*QUESTIONS ON THE MATERIAL*.
1. Answer these questions about the passage on health insurance:
(a) If past patterns hold, what share of Americans will go without health insurance for some part of the next two years?
(b) How large would the Bush administration's tax credit be for a family of four with an income of $40,000?
(c) According to Kenneth Thorpe's assessment, by how many people would the Kerry plan reduce the number of uninsured?
2. Continue the passage on health insurance from its last sentence.

*TEXT*.
◇ ◇ ◇

If past patterns are any guide, about one in three Americans will go without health insurance for some part of the next two years. They won't, for the most part, be the persistently poor, who are usually covered by Medicaid. They will be members of working families with breadwinners who have jobs without medical benefits or who have been laid off.
Many Americans fear the loss of health insurance. Last week I described John Kerry's health plan. What's the Bush administration's plan?
First, it offers a tax credit for low- and middle-income families who don't have health coverage through employers. That credit helps them purchase health insurance. The credit would be $3,000 for a family of four with an income of $25,000; for an income of $40,000, it would fall to $1,714. Last year the average premium for families of four covered by employers was more than $9,000.
A study by the Kaiser Family Foundation estimates that the tax credit would reduce the number of uninsured, 44 million people in 2002, by 1.8 million. So it wouldn't help a great majority of families unable to afford insurance. For comparison, an independent assessment of the Kerry plan by Kenneth Thorpe of Emory University says that it would reduce the number of uninsured by 26.7 million.

◇ ◇ ◇

*STORED DATA*.

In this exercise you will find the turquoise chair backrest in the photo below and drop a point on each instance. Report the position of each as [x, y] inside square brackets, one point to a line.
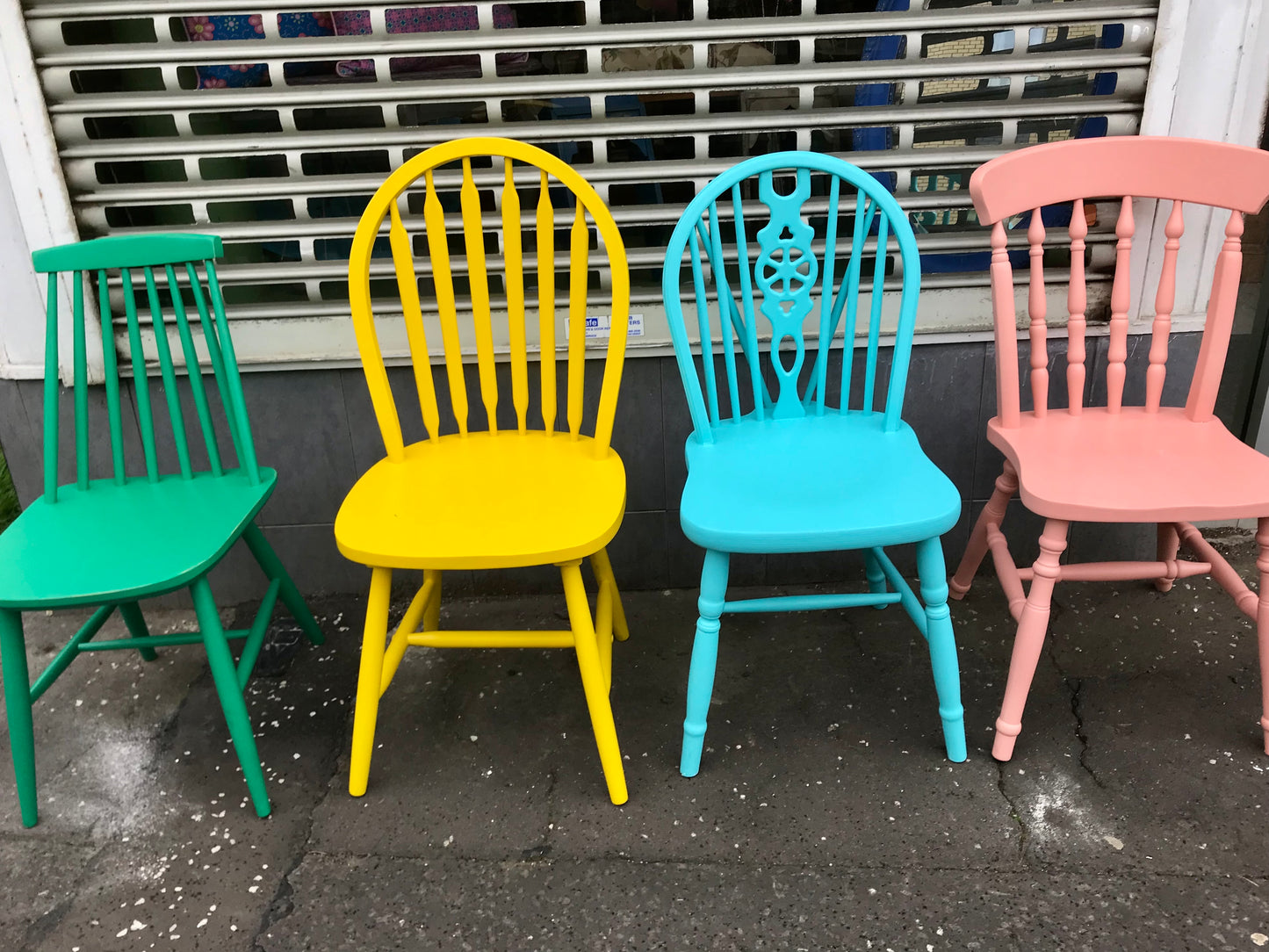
[183, 267]
[773, 270]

◇ ◇ ◇

*OUTPUTS IN ORDER*.
1.
(a) About one in three.
(b) $1,714.
(c) 26.7 million.

2.
The other main component of the Bush plan involves "health savings accounts." The prescription drug bill the Bush administration pushed through Congress last year had a number of provisions unrelated to Medicare. One of them allowed people who purchase insurance policies with high deductibles, generally at least $2,000 per family, to shelter income from taxes by setting up special accounts for medical expenses. This year, the administration proposed making the premiums linked to these accounts fully tax-deductible.
Although the 2005 budget presents that new deduction under the heading "Helping the uninsured," health savings accounts don't seem to have much to do with the needs of the families likely to find themselves without health insurance. For one thing, such families need more protection than a plan with a $2,000 deductible provides. Furthermore, the tax advantages of health savings accounts would be small for those families most at risk of losing health insurance, who are overwhelmingly in low tax brackets.
But for people whose income puts them in high tax brackets, these accounts are a very good deal; making the premiums deductible turns them into a great deal. In other words, health savings accounts will offer the already affluent, who don't have problems getting health insurance, yet another tax shelter. Meanwhile, health savings accounts, in the view of many experts, will actually increase the number of uninsured.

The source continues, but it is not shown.